DOCUMENT SECTION
━━━━━━━━━━

ERROR Failed to run query for table TimestampIncrementingTableQuerier{table=null, query='SELECT t.id, t.customer_id, t.amount, t.currency, t.txn_timestamp, c.first_name, c.last_name, c.email, c.gender, c.comments FROM demo.transactions t LEFT OUTER JOIN demo.customers c on t.customer_id = c.id;', topicPrefix='mysql-10', incrementingColumn='t.id', timestampColumns=[]}: {} (io.confluent.connect.jdbc.source.JdbcSourceTask) java.sql.SQLSyntaxErrorException: You have an error in your SQL syntax; check the manual that corresponds to your MySQL server version for the right syntax to use near 'WHERE `t.id` > -1 ORDER BY `t.id` ASC' at line 1 at com.mysql.cj.jdbc.exceptions.SQLError.createSQLException(SQLError.java:120)

━━━━━━━━━━

RECORD EXTRACTS

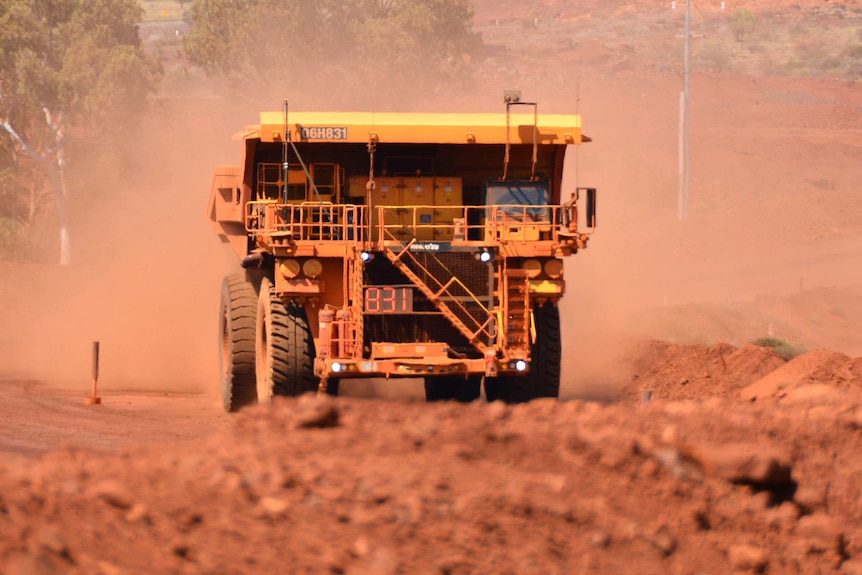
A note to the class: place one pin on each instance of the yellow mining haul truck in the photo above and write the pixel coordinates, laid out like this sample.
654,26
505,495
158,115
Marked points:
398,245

━━━━━━━━━━

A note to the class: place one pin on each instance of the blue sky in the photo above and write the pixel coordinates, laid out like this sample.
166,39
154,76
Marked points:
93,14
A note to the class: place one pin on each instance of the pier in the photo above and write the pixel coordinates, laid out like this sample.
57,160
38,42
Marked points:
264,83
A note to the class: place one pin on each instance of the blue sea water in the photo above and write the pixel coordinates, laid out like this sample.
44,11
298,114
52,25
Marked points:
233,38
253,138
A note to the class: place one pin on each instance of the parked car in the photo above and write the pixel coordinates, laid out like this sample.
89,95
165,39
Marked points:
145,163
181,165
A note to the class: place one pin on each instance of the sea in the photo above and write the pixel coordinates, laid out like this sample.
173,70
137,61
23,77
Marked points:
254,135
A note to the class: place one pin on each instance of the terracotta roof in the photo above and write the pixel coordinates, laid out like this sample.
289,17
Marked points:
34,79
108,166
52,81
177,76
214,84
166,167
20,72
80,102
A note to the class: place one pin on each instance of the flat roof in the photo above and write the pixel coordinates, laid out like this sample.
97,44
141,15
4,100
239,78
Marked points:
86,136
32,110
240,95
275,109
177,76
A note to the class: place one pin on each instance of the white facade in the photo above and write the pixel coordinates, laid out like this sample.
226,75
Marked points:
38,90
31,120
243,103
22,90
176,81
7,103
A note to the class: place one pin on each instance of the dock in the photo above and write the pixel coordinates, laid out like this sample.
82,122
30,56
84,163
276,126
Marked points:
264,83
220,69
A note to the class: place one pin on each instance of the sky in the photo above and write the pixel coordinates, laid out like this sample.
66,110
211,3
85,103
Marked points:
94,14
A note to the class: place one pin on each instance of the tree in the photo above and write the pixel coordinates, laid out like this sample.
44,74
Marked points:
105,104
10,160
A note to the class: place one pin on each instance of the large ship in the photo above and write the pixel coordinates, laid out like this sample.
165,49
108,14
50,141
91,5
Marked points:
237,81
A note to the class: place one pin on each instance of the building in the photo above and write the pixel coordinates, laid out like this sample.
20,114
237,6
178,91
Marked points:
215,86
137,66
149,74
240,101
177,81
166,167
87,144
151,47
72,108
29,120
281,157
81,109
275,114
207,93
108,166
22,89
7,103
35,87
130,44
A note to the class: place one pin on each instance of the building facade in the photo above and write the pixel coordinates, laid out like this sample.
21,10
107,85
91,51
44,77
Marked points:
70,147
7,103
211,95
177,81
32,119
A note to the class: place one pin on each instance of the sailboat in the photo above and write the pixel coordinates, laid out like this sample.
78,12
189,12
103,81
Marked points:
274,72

━━━━━━━━━━

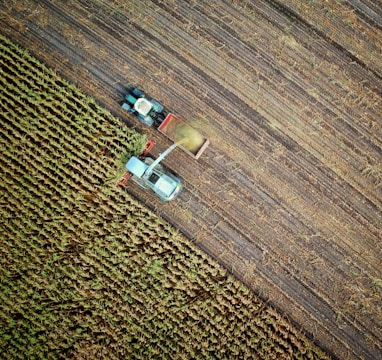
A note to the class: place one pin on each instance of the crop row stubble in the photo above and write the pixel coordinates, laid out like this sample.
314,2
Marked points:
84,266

━━━━━━━━━━

DIRECTIVES
1. Which of these statements agree with the error log? Answer yes or no for each, quoting the deciding words. (a) The topic prefix is mysql-10. (b) The incrementing column is c.id. (c) The query combines demo.transactions and demo.customers with an inner join.
2. Which Java exception does the error log report?
You can set the data aside; it plays no part here.

RESPONSES TO THE TASKS
1.
(a) Yes: "topicPrefix='mysql-10'"
(b) No: "incrementingColumn='t.id'"
(c) No: "LEFT OUTER JOIN"

2. java.sql.SQLSyntaxErrorException